EXERCISE TASK: Copy every entry word for word. Skip the pictures.

[Saved data entries]
_ _ _

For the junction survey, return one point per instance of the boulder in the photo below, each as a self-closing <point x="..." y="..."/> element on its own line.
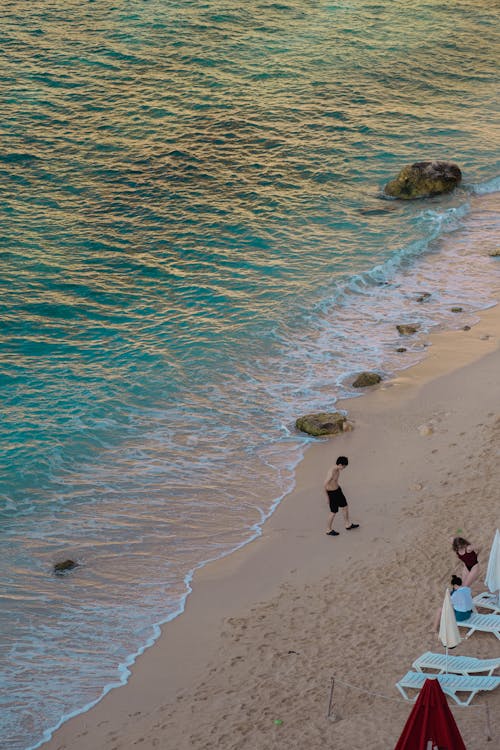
<point x="64" y="566"/>
<point x="424" y="179"/>
<point x="323" y="423"/>
<point x="365" y="379"/>
<point x="408" y="329"/>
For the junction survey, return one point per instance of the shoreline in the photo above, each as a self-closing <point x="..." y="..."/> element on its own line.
<point x="259" y="571"/>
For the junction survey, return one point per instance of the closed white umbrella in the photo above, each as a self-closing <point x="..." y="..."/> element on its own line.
<point x="448" y="628"/>
<point x="492" y="579"/>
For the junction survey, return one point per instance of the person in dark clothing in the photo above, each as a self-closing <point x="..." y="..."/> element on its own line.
<point x="336" y="498"/>
<point x="468" y="556"/>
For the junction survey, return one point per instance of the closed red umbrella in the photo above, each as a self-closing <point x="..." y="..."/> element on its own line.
<point x="431" y="724"/>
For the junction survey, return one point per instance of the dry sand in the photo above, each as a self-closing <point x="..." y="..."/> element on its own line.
<point x="266" y="628"/>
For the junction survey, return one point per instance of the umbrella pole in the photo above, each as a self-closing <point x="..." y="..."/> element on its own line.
<point x="330" y="701"/>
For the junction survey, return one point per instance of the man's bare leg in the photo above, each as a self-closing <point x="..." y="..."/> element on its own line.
<point x="347" y="521"/>
<point x="330" y="530"/>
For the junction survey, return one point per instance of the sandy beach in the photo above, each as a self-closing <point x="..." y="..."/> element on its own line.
<point x="250" y="662"/>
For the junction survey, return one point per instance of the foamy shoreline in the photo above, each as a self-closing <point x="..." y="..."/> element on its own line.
<point x="263" y="632"/>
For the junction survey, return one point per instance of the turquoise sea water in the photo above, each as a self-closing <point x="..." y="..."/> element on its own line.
<point x="194" y="252"/>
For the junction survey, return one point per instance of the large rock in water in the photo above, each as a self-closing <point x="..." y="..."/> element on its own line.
<point x="365" y="379"/>
<point x="64" y="566"/>
<point x="423" y="179"/>
<point x="323" y="423"/>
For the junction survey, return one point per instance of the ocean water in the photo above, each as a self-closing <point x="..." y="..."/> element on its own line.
<point x="195" y="251"/>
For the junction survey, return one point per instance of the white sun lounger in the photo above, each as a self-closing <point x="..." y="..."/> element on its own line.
<point x="450" y="683"/>
<point x="465" y="665"/>
<point x="484" y="623"/>
<point x="487" y="601"/>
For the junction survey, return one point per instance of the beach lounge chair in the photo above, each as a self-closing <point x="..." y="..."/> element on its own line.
<point x="484" y="623"/>
<point x="465" y="665"/>
<point x="487" y="601"/>
<point x="450" y="683"/>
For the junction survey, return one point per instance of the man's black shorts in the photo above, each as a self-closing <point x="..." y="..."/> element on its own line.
<point x="337" y="499"/>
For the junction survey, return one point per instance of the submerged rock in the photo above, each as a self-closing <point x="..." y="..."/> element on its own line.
<point x="65" y="566"/>
<point x="365" y="379"/>
<point x="408" y="329"/>
<point x="424" y="179"/>
<point x="322" y="423"/>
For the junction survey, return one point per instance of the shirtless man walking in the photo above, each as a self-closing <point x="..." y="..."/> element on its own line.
<point x="336" y="497"/>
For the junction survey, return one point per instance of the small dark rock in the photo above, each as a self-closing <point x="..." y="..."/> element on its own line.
<point x="365" y="379"/>
<point x="65" y="566"/>
<point x="424" y="179"/>
<point x="323" y="423"/>
<point x="409" y="329"/>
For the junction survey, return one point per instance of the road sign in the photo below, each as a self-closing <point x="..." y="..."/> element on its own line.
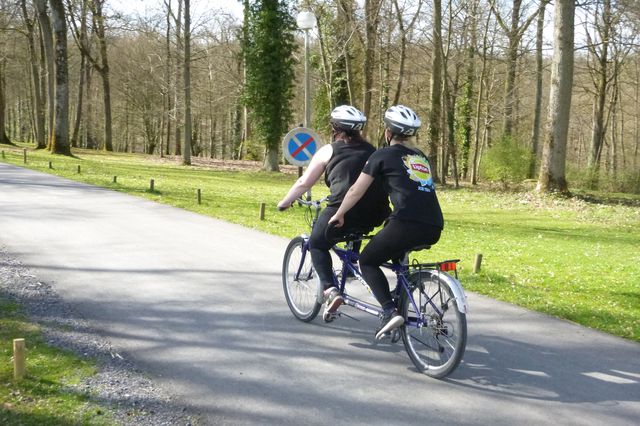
<point x="299" y="145"/>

_ _ _

WRITTEN RESPONSE:
For the junction survey, return one point per instance of the boulder in the photo below, each as a self-closing <point x="..." y="..."/> element on its own line.
<point x="64" y="566"/>
<point x="424" y="179"/>
<point x="323" y="423"/>
<point x="365" y="379"/>
<point x="408" y="329"/>
For the junction survey, return one point per instance of the shoreline in the photo above, each as a self-closing <point x="..." y="..."/> element on its own line.
<point x="259" y="571"/>
For the junction survey, return one point per instance of the closed white umbrella in the photo above, each as a self-closing <point x="..." y="..."/> element on its own line.
<point x="448" y="628"/>
<point x="492" y="579"/>
For the junction survey, return one point per instance of the person in dark clothing in the photo above, each as a self-closing <point x="..." y="..."/> element on its own line.
<point x="336" y="498"/>
<point x="468" y="556"/>
For the junction survey, return one point per instance of the closed red umbrella in the photo above, each as a self-closing <point x="..." y="..."/> element on its own line.
<point x="431" y="724"/>
For the junction survey, return one point per instance of the dry sand in the photo above, each as a self-closing <point x="..." y="..."/> element on its own line.
<point x="266" y="628"/>
For the junction survey, return one point per instance of the umbrella pole in the photo above, each as a self-closing <point x="..." y="..."/> element on its own line.
<point x="330" y="701"/>
For the junction survey, return one point per instance of the man's bare leg in the photo above, each as a self-closing <point x="..." y="..."/> element on its own line.
<point x="347" y="521"/>
<point x="330" y="530"/>
For the junction survey, return one point per instance of the sandy beach in the photo above, each as a self-closing <point x="..." y="..."/> element on its own line.
<point x="250" y="662"/>
For the junction survey, return one point per instance of the foamy shoreline in the photo above, each as a self-closing <point x="..." y="..."/> element on its own line.
<point x="263" y="632"/>
For the junction survey, return one point per instance of the turquoise sea water in the photo above, each as a self-closing <point x="..." y="..."/> element on its own line.
<point x="194" y="252"/>
For the junction survey, return one point per instance of the large rock in water in the photo above, each as a self-closing <point x="..." y="..."/> element on its own line.
<point x="365" y="379"/>
<point x="64" y="566"/>
<point x="423" y="179"/>
<point x="323" y="423"/>
For the junction survey, return one point per instance of the ocean water in the photo above, each as a self-closing <point x="..." y="..."/> element on its own line.
<point x="195" y="251"/>
For the junction survey, return one point per instance of the white sun lounger in the photo above, each as a self-closing <point x="..." y="..."/> element on its own line.
<point x="450" y="683"/>
<point x="465" y="665"/>
<point x="484" y="623"/>
<point x="487" y="601"/>
For the junction survey, return one point per instance of the beach lounge chair in the photo above, each as a self-closing <point x="..." y="..."/> element on its own line.
<point x="484" y="623"/>
<point x="465" y="665"/>
<point x="487" y="601"/>
<point x="450" y="683"/>
For the junction survey, return one point per instance of the man's black shorts in the photo above, each as a self-closing <point x="..." y="..."/> element on its own line.
<point x="337" y="499"/>
For the junction survey, return one point per instance of the submerged rock in the photo above, each as a self-closing <point x="..." y="..."/> element on its own line.
<point x="65" y="566"/>
<point x="365" y="379"/>
<point x="408" y="329"/>
<point x="424" y="179"/>
<point x="322" y="423"/>
For the junction survey, return one point per instance of the shirtless man walking in the photo above, each as a self-closing <point x="..." y="..."/> element on its own line.
<point x="336" y="497"/>
For the junction survey, return one point per instance of the small dark rock in the photo above, each as a self-closing <point x="..." y="..."/> element on its own line.
<point x="365" y="379"/>
<point x="65" y="566"/>
<point x="424" y="179"/>
<point x="323" y="423"/>
<point x="409" y="329"/>
For the junction survey, return one point per instance of the road sign in the photo below, each as a self-closing <point x="..." y="..."/> element on its own line.
<point x="299" y="145"/>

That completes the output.